Problem description →
Beginning at the line that contains "of the denim", transcribe the remaining lines of the listing exactly; include the final line and omit everything before.

☆ ☆ ☆ ☆

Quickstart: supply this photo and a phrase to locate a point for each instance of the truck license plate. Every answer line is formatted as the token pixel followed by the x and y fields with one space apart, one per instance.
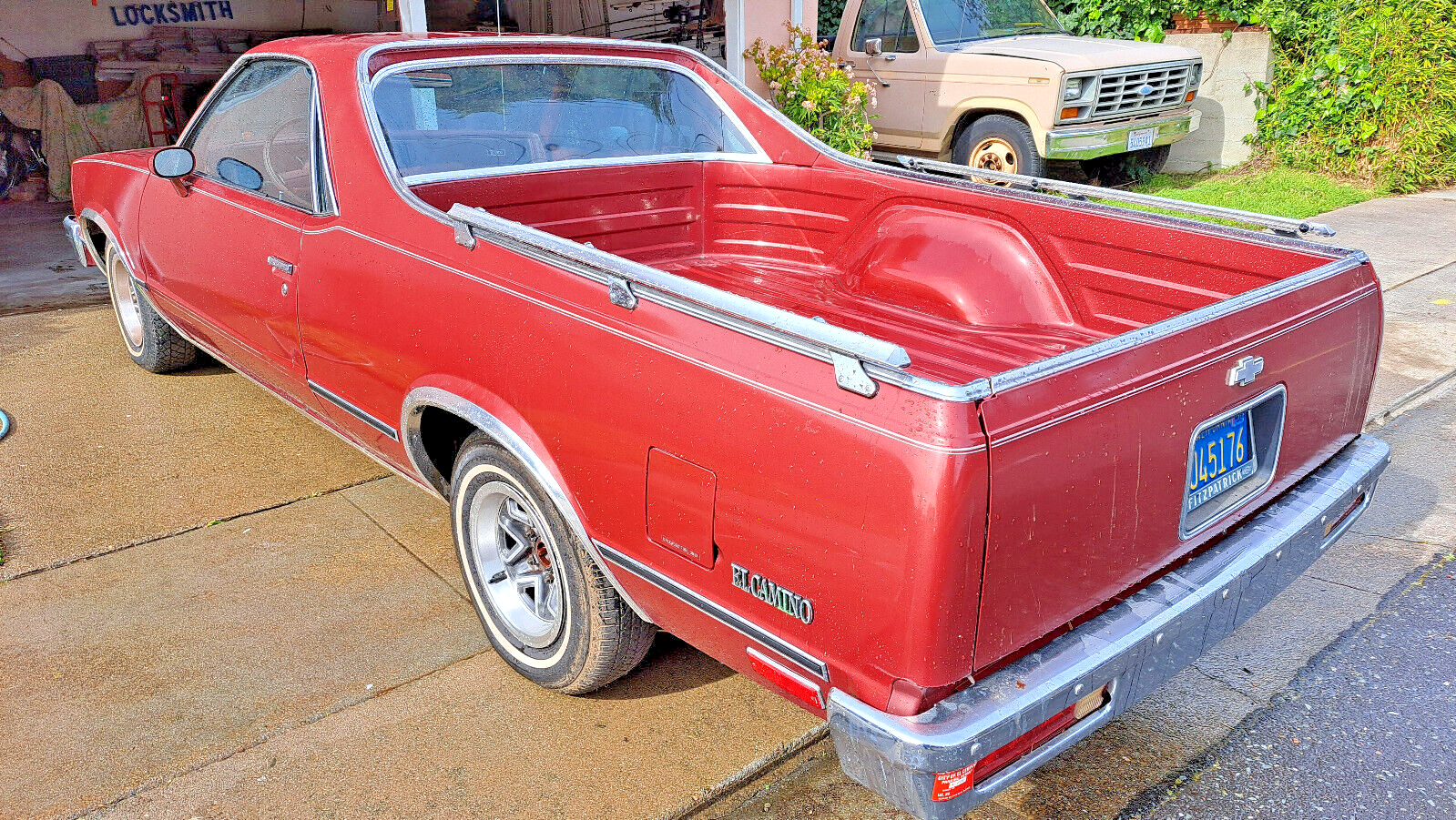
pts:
pixel 1222 458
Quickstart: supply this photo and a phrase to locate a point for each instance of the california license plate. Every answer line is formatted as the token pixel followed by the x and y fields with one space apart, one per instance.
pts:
pixel 1222 458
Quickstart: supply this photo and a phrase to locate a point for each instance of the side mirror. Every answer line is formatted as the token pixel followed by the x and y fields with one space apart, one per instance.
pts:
pixel 170 164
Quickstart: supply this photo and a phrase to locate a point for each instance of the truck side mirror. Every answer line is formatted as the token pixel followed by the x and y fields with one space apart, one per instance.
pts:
pixel 170 164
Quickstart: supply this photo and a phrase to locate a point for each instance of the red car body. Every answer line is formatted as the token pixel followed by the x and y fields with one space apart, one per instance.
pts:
pixel 984 506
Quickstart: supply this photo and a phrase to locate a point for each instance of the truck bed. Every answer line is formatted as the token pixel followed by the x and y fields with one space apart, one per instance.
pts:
pixel 1094 341
pixel 965 286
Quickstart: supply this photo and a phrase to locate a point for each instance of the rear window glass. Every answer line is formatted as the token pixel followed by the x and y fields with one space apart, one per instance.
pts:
pixel 462 120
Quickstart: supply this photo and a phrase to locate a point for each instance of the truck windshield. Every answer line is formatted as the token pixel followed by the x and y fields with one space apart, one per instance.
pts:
pixel 962 21
pixel 459 121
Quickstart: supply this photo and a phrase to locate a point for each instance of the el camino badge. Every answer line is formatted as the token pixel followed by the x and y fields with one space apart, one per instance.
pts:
pixel 773 594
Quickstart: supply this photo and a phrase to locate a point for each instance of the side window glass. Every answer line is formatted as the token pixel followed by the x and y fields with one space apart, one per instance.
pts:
pixel 258 133
pixel 891 22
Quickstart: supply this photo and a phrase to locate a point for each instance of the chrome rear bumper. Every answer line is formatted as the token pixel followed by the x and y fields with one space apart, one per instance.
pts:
pixel 73 232
pixel 1132 648
pixel 1091 142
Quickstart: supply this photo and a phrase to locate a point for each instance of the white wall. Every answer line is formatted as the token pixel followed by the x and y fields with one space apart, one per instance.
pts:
pixel 46 28
pixel 1227 99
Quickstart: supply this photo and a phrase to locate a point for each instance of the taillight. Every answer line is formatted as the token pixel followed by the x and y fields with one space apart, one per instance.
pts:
pixel 948 785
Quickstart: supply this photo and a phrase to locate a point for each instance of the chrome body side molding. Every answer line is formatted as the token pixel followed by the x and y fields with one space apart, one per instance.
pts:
pixel 1132 650
pixel 411 415
pixel 718 612
pixel 350 408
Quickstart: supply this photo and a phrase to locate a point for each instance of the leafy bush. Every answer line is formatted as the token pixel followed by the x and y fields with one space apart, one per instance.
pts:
pixel 1363 87
pixel 830 14
pixel 814 92
pixel 1366 87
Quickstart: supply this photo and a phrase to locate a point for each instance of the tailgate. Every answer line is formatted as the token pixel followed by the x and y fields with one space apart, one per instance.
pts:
pixel 1089 451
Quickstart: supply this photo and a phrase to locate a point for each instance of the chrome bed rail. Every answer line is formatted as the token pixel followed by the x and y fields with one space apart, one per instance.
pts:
pixel 850 351
pixel 1078 191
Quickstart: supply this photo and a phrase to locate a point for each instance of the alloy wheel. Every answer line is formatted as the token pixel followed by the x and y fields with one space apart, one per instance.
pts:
pixel 517 561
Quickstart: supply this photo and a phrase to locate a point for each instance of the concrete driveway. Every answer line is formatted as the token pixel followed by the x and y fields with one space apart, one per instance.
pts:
pixel 213 608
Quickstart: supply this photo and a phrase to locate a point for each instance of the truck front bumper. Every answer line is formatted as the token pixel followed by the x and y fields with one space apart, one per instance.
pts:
pixel 1089 142
pixel 1130 650
pixel 73 232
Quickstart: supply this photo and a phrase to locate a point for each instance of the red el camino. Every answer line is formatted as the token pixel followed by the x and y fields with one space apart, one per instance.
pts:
pixel 965 468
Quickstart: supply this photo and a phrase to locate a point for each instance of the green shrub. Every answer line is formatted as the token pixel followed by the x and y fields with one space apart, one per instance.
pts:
pixel 1366 87
pixel 1361 87
pixel 830 14
pixel 814 92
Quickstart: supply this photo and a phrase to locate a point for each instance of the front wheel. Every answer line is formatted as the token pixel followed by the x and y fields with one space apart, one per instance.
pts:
pixel 999 143
pixel 150 341
pixel 544 602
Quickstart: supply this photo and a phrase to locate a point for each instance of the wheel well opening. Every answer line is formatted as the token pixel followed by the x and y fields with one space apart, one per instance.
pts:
pixel 970 116
pixel 440 436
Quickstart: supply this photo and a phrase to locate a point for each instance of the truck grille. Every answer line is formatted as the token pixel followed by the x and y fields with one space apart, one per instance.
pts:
pixel 1140 89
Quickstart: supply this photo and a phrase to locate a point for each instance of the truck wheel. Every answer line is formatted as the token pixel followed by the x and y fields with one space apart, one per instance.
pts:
pixel 999 143
pixel 544 602
pixel 150 341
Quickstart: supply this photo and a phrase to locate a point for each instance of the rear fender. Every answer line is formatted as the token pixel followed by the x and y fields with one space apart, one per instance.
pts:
pixel 494 417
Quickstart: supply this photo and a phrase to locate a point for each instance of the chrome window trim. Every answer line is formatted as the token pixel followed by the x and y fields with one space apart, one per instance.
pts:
pixel 974 390
pixel 325 203
pixel 756 155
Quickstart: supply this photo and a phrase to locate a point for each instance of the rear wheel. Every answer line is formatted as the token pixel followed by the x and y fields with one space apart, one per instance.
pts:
pixel 150 341
pixel 999 143
pixel 545 604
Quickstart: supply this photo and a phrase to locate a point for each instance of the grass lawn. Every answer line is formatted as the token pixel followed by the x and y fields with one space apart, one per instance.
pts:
pixel 1278 191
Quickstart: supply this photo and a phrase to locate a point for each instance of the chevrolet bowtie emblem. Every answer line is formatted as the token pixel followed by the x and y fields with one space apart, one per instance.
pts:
pixel 1247 370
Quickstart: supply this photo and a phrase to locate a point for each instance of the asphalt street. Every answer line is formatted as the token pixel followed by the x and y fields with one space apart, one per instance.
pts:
pixel 1365 730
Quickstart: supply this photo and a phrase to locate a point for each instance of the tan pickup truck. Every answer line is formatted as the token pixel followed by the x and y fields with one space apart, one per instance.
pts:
pixel 1001 85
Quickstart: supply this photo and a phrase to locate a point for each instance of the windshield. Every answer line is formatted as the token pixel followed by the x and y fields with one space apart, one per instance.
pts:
pixel 468 120
pixel 960 21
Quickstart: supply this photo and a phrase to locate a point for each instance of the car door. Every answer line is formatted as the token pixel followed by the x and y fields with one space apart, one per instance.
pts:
pixel 897 73
pixel 221 242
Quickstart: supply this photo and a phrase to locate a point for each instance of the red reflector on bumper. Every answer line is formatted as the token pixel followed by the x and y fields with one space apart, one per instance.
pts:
pixel 948 785
pixel 797 686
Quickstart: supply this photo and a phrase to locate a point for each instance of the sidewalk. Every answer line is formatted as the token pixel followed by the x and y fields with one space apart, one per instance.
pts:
pixel 213 608
pixel 1409 242
pixel 1363 730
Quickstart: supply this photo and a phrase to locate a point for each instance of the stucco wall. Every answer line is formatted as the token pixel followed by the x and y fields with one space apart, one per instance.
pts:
pixel 46 28
pixel 1227 98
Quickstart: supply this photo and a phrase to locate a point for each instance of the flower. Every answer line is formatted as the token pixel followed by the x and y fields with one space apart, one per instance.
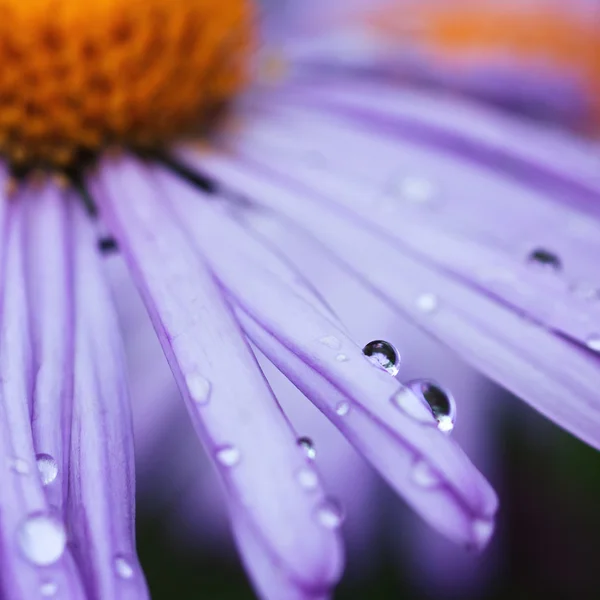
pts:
pixel 317 159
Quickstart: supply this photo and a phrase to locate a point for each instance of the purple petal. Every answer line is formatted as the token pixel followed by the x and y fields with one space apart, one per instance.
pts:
pixel 554 375
pixel 290 326
pixel 228 398
pixel 50 273
pixel 102 482
pixel 33 551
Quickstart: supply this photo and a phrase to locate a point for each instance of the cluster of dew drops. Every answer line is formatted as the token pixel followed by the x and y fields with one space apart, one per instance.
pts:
pixel 41 537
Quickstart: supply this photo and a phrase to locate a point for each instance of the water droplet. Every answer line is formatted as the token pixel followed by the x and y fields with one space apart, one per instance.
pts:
pixel 308 446
pixel 427 303
pixel 330 513
pixel 199 388
pixel 228 456
pixel 48 589
pixel 383 354
pixel 20 466
pixel 342 409
pixel 42 538
pixel 331 342
pixel 47 468
pixel 123 567
pixel 307 478
pixel 482 532
pixel 416 189
pixel 545 259
pixel 440 401
pixel 424 475
pixel 593 342
pixel 413 406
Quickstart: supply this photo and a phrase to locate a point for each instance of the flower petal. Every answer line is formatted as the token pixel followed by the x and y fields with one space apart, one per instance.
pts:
pixel 324 363
pixel 100 507
pixel 557 377
pixel 227 396
pixel 33 553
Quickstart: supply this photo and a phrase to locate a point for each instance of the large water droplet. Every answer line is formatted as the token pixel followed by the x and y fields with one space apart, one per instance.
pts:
pixel 228 455
pixel 427 303
pixel 331 342
pixel 308 446
pixel 342 409
pixel 123 567
pixel 440 401
pixel 20 466
pixel 541 257
pixel 47 468
pixel 42 539
pixel 424 475
pixel 199 388
pixel 412 405
pixel 330 513
pixel 307 478
pixel 48 589
pixel 593 342
pixel 384 355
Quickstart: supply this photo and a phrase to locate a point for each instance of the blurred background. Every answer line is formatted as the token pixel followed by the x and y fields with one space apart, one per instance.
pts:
pixel 536 58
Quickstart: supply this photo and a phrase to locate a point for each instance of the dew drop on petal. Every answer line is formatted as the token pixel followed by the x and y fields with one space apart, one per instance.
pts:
pixel 423 474
pixel 413 406
pixel 19 466
pixel 440 401
pixel 307 478
pixel 384 355
pixel 482 531
pixel 228 455
pixel 48 589
pixel 42 539
pixel 47 468
pixel 308 446
pixel 342 409
pixel 331 342
pixel 545 259
pixel 427 303
pixel 199 388
pixel 330 514
pixel 593 342
pixel 123 567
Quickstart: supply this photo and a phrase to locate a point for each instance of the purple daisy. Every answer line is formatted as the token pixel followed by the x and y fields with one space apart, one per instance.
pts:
pixel 436 206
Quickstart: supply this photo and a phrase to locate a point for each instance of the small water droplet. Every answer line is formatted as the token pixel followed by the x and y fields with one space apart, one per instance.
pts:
pixel 199 388
pixel 440 401
pixel 331 342
pixel 228 455
pixel 42 539
pixel 307 478
pixel 427 303
pixel 48 589
pixel 413 406
pixel 541 257
pixel 482 532
pixel 342 409
pixel 308 446
pixel 384 355
pixel 593 342
pixel 330 513
pixel 424 475
pixel 20 466
pixel 123 567
pixel 416 189
pixel 47 468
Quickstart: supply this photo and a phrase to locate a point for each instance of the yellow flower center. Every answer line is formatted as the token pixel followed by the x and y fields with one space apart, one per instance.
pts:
pixel 78 76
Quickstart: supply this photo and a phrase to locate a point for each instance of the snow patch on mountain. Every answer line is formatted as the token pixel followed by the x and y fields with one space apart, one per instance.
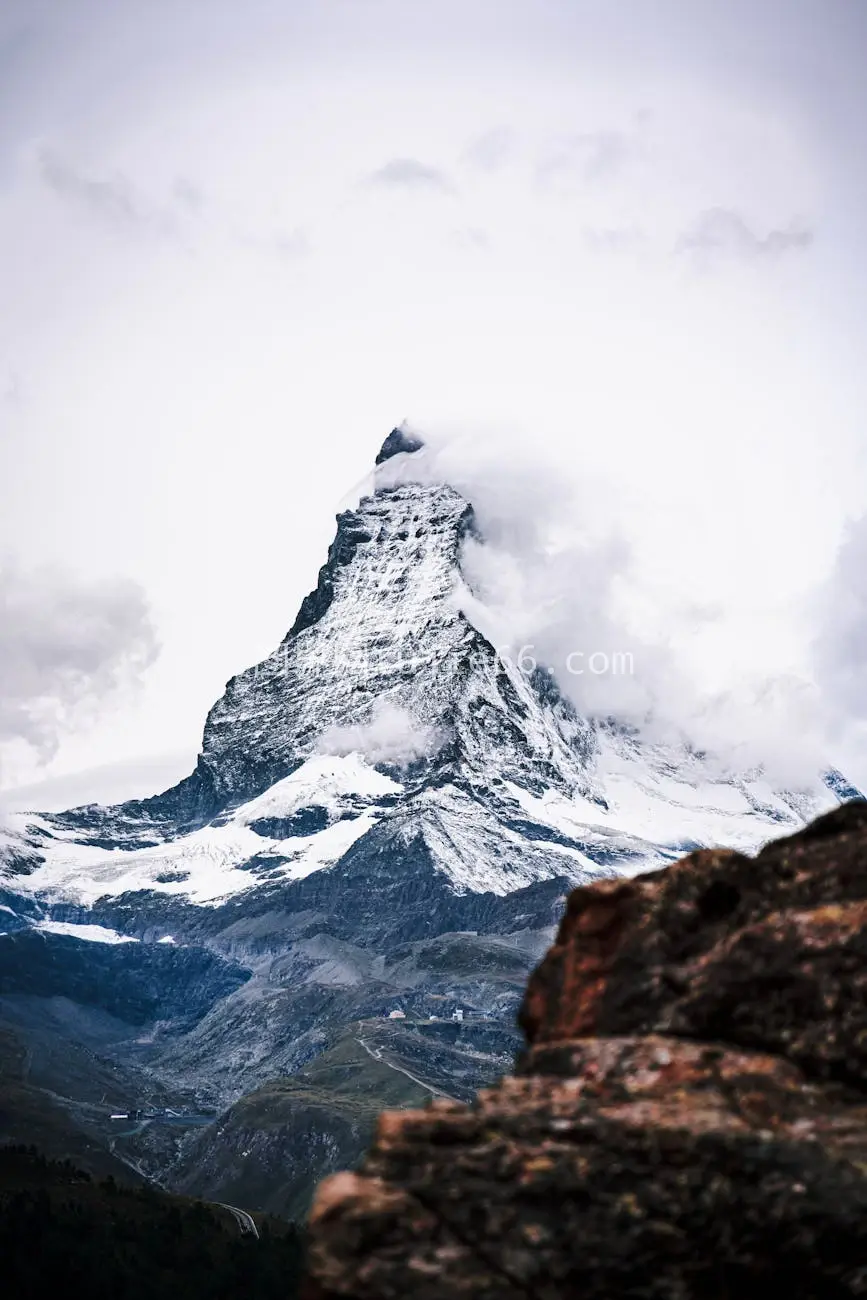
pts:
pixel 89 934
pixel 393 736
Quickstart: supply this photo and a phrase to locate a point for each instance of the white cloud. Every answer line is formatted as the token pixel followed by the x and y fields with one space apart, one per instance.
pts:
pixel 723 233
pixel 66 648
pixel 391 736
pixel 410 174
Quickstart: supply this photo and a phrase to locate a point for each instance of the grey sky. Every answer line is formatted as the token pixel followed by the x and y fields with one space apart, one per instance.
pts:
pixel 629 237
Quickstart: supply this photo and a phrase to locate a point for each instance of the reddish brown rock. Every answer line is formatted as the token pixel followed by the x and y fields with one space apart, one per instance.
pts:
pixel 689 1119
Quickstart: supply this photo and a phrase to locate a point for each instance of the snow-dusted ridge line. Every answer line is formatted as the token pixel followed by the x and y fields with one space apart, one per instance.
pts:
pixel 497 775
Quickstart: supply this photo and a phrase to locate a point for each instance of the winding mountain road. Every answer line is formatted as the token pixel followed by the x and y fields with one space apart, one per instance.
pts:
pixel 243 1220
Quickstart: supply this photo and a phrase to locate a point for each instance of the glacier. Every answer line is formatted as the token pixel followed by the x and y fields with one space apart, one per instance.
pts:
pixel 385 813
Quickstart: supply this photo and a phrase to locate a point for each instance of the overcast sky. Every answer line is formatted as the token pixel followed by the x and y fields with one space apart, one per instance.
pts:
pixel 238 243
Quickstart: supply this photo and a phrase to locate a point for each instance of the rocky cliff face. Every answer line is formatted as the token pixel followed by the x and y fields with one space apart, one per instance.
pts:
pixel 386 814
pixel 688 1119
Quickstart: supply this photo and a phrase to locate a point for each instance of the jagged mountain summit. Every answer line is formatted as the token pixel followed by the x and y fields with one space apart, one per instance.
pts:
pixel 386 718
pixel 386 815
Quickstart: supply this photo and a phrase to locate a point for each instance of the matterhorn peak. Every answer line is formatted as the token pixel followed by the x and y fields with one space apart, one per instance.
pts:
pixel 398 441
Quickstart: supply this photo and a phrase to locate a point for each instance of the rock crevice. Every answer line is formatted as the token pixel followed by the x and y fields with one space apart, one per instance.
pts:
pixel 688 1118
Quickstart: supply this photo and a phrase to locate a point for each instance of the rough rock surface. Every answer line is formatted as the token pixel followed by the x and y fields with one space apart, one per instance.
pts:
pixel 689 1118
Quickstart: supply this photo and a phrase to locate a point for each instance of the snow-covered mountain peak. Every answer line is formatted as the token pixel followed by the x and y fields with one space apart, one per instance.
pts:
pixel 398 441
pixel 386 724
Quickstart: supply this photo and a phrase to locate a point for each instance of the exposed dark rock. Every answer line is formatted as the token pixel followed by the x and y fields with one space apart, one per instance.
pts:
pixel 689 1118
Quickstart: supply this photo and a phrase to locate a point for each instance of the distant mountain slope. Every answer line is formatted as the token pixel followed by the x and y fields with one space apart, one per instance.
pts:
pixel 385 814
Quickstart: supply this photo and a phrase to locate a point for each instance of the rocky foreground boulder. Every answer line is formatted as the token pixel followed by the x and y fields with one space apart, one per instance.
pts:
pixel 688 1119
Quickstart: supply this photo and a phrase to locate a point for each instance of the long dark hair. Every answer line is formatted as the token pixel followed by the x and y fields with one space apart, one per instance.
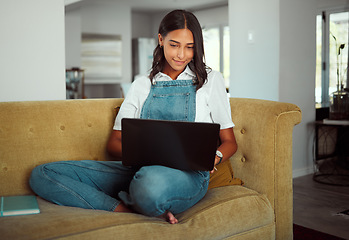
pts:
pixel 181 19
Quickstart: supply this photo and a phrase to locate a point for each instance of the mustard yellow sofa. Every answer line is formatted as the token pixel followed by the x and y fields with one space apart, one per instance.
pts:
pixel 36 132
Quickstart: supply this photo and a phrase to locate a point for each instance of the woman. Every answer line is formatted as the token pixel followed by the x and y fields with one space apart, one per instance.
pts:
pixel 183 81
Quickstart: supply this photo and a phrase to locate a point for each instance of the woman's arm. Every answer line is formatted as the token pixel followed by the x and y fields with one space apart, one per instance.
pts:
pixel 228 146
pixel 114 146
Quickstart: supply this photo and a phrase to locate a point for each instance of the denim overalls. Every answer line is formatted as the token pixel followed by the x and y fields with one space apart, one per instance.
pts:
pixel 150 190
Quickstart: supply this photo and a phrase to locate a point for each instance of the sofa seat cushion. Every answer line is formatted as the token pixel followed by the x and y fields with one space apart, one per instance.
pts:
pixel 223 212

☆ ☆ ☆ ☆

Output below →
Quickstart: supply this photo and a phrase to locate a point for each instance of the denim overalls. Every answer line is formatted as the token pixel followed by the x and y fields with one space apart, one per instance.
pts:
pixel 150 190
Quickstart: supply this photo and a phrase to locate a point for each instance of the sofa seat cushion. Every answer line is formatted as the token pixel followed by the x and y fields with one space apart, one per instance.
pts:
pixel 223 212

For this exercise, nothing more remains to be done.